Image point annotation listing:
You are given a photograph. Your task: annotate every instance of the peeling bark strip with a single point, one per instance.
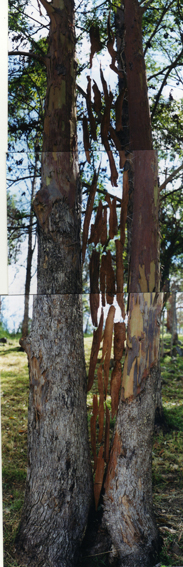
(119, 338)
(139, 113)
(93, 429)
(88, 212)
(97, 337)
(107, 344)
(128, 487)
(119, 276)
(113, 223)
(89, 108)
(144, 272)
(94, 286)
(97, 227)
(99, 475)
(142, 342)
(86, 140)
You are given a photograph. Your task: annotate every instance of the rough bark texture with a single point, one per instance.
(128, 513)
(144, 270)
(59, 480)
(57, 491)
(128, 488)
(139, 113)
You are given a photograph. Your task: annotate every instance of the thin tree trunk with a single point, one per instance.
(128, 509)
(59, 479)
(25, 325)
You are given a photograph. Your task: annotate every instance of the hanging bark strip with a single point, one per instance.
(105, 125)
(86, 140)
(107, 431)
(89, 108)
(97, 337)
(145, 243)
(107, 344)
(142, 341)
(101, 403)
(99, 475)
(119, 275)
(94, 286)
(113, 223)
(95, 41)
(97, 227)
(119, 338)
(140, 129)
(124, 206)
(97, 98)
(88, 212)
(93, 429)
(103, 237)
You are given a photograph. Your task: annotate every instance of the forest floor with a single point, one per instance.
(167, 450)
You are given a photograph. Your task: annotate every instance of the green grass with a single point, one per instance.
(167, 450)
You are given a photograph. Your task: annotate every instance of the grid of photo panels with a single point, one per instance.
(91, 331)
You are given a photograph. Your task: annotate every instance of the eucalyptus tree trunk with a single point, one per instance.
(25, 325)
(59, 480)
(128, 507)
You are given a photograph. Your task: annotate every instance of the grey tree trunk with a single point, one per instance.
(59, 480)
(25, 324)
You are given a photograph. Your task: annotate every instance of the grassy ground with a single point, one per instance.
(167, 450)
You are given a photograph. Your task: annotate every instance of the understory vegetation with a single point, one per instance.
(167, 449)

[DIRECTIONS]: Format every line of the listing above as a JSON list of strings, one string per line, with blank lines omitted. Leave the pictures out of the answer.

[EXERCISE SOLUTION]:
[
  "You are given a photograph. Your task: annotate every instance of the peeling bark strip with a single point, one per instance.",
  "(119, 338)",
  "(139, 113)",
  "(93, 429)",
  "(88, 212)",
  "(97, 337)",
  "(107, 344)",
  "(128, 487)",
  "(119, 276)",
  "(113, 223)",
  "(89, 108)",
  "(144, 272)",
  "(94, 286)",
  "(97, 227)",
  "(99, 475)",
  "(142, 342)",
  "(86, 140)",
  "You are given a photograph. Your task: annotate every instance of the rough bark texture with a single point, one per instance.",
  "(128, 513)",
  "(144, 270)",
  "(59, 480)",
  "(57, 491)",
  "(128, 488)",
  "(139, 113)",
  "You are given a photograph. Your task: annotate every instance of the thin tree trunk with a single point, one per instance.",
  "(128, 509)",
  "(59, 479)",
  "(25, 325)",
  "You are given a photograph. Your task: annotate every instance of the hanging bark strip with a single point, one per instance.",
  "(105, 125)",
  "(86, 140)",
  "(107, 431)",
  "(89, 108)",
  "(97, 337)",
  "(145, 243)",
  "(107, 344)",
  "(142, 341)",
  "(101, 403)",
  "(99, 475)",
  "(119, 275)",
  "(94, 286)",
  "(113, 223)",
  "(95, 41)",
  "(97, 227)",
  "(119, 338)",
  "(140, 129)",
  "(124, 206)",
  "(97, 98)",
  "(88, 212)",
  "(93, 429)",
  "(103, 237)",
  "You are given a photograph. Your task: annotate every instance of the forest floor with a single point, one per instance.",
  "(167, 450)",
  "You are given a photograph. Your task: annotate every instance of the green grass with a single point, one per instance.",
  "(167, 450)",
  "You are given a photograph. Your task: annotate every instance of the grid of photo panels with a single point, one per instance.",
  "(91, 331)",
  "You are given a photograph. Your task: annotate every instance of the eucalyptus tree trunk with a single point, one per instance.",
  "(25, 325)",
  "(59, 480)",
  "(128, 507)",
  "You are given a photograph. Your task: annotate every instance of the grey tree trunk with a single point, one per instance.",
  "(59, 480)",
  "(25, 324)",
  "You are given a photograph. Your task: annotate every instance of the grassy ground with a single point, one per instance.",
  "(167, 450)",
  "You are given a photograph. Your task: annotate every instance of the understory vegetation with a single point, one per instance.",
  "(167, 449)"
]